● What the task asks:
Reproduce each of the following records line for line, without changing anything.

● Task material:
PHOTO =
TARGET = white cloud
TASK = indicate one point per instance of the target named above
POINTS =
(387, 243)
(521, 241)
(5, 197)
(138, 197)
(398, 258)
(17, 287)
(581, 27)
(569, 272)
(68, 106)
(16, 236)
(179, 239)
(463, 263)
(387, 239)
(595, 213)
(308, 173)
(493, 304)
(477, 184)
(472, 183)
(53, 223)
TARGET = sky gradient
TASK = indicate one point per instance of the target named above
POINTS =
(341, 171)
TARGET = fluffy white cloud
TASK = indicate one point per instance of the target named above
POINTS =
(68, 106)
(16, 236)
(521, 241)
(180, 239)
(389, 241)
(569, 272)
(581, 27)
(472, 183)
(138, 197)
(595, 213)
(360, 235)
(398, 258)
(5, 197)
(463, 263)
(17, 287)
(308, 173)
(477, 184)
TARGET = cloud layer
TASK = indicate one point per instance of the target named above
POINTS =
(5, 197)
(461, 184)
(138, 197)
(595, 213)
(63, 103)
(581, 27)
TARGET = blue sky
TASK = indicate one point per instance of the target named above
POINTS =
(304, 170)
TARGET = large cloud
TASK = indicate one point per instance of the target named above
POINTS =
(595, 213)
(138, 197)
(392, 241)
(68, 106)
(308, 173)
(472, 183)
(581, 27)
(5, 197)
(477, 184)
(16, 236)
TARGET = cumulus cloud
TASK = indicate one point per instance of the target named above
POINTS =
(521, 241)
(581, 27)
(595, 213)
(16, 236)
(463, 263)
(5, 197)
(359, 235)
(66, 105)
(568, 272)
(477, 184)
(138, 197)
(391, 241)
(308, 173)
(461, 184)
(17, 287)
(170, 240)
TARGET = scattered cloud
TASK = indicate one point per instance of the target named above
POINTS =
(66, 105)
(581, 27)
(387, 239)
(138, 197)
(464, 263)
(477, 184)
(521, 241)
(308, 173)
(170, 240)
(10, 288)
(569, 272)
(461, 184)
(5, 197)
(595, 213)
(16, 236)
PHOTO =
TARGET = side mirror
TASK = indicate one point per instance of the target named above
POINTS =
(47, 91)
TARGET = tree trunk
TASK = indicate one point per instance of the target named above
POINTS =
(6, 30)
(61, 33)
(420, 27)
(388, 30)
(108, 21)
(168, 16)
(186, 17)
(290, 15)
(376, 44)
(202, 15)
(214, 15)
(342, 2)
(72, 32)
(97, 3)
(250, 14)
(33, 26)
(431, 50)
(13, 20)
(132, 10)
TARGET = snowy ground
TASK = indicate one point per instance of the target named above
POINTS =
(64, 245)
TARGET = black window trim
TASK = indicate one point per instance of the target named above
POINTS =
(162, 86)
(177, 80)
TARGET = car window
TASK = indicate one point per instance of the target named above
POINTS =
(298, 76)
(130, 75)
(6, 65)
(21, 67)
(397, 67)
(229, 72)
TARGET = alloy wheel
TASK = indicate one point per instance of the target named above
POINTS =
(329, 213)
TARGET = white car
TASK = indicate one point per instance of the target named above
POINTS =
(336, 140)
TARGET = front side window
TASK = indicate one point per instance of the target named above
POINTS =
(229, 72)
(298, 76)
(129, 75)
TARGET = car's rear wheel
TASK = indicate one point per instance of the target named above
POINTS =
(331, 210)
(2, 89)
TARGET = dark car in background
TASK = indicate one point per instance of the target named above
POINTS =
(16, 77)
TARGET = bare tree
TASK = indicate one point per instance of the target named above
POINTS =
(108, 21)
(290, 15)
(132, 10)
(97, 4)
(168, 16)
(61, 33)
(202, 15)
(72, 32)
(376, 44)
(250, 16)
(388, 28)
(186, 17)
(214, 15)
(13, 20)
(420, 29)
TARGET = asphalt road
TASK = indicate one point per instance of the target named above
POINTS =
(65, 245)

● Finished answer:
PHOTO =
TARGET = white cloud
TASK = indicate one point per instance of the target named above
POINTS =
(387, 243)
(521, 241)
(5, 197)
(138, 197)
(398, 258)
(17, 287)
(581, 27)
(569, 272)
(68, 106)
(16, 236)
(179, 239)
(463, 263)
(387, 239)
(595, 213)
(308, 173)
(493, 304)
(477, 184)
(472, 183)
(53, 223)
TARGET = sky gradient
TASK = indicate one point per instance of the target named above
POINTS =
(341, 171)
TARGET = fluffy white cloud
TASK = indicate one point per instance of the target named above
POINTS =
(68, 106)
(16, 236)
(521, 241)
(180, 239)
(389, 241)
(569, 272)
(581, 27)
(472, 183)
(138, 197)
(595, 213)
(360, 235)
(398, 258)
(5, 197)
(463, 263)
(17, 287)
(308, 173)
(477, 184)
TARGET = cloud layer
TASK = indicate one point per instance of the target named above
POINTS =
(5, 197)
(461, 184)
(138, 197)
(595, 213)
(63, 103)
(581, 27)
TARGET = blue sky
TASK = indicate one point per instance of the target named above
POINTS =
(304, 170)
TARGET = large cloud
TASK = indicate one point per instance of the target named above
POINTS =
(595, 213)
(138, 197)
(392, 241)
(68, 106)
(308, 173)
(472, 183)
(581, 27)
(5, 197)
(477, 184)
(16, 236)
TARGET = cumulus cloud
TASK = indicate one point per instance of the target named above
POINTS =
(521, 241)
(581, 27)
(595, 213)
(16, 236)
(463, 263)
(5, 197)
(359, 235)
(66, 105)
(568, 272)
(477, 184)
(138, 197)
(391, 241)
(308, 173)
(461, 184)
(17, 287)
(170, 240)
TARGET = scattered cloud
TASK = indicate one point per instance of the target named above
POINTS =
(66, 105)
(581, 27)
(387, 239)
(138, 197)
(464, 263)
(477, 184)
(521, 241)
(308, 173)
(170, 240)
(10, 288)
(569, 272)
(461, 184)
(5, 197)
(595, 213)
(16, 236)
PHOTO =
TARGET = side mirror
TASK = indicate one point per instance of the target named above
POINTS =
(47, 91)
TARGET = tree trunk
TASK = indicate one point per instance of the target named above
POINTS =
(6, 30)
(61, 33)
(420, 27)
(388, 30)
(108, 21)
(168, 16)
(186, 17)
(290, 15)
(376, 44)
(202, 15)
(214, 15)
(342, 2)
(72, 32)
(97, 3)
(250, 14)
(33, 26)
(431, 50)
(13, 20)
(132, 10)
TARGET = snowy ground
TASK = indicate one point per instance of the target named above
POINTS =
(64, 245)
TARGET = black window trim
TASK = indicate one point per instance of the target named above
POINTS =
(162, 86)
(177, 80)
TARGET = car window
TASK = indicate one point per instance of the target named above
POINTS =
(298, 76)
(130, 75)
(6, 65)
(21, 67)
(397, 67)
(229, 72)
TARGET = alloy wheel
TASK = indicate one point per instance of the target named above
POINTS =
(329, 213)
TARGET = white car
TASK = indicate one point per instance of the target named above
POINTS =
(336, 140)
TARGET = front side window
TASK = indicate one point per instance of the target named above
POINTS =
(229, 72)
(298, 76)
(129, 75)
TARGET = car's rear wheel
TASK = indicate one point per instance of the target named above
POINTS =
(331, 210)
(2, 89)
TARGET = dark car in background
TASK = indicate one point per instance of the target named above
POINTS =
(16, 77)
TARGET = bare tree
TASK = indicate one point per instance of the target named above
POINTS =
(108, 21)
(290, 15)
(132, 10)
(97, 4)
(168, 16)
(61, 33)
(202, 15)
(72, 32)
(376, 44)
(250, 16)
(388, 28)
(186, 17)
(214, 15)
(13, 20)
(420, 29)
TARGET = asphalt road
TASK = indicate one point per instance of the target named above
POINTS =
(65, 245)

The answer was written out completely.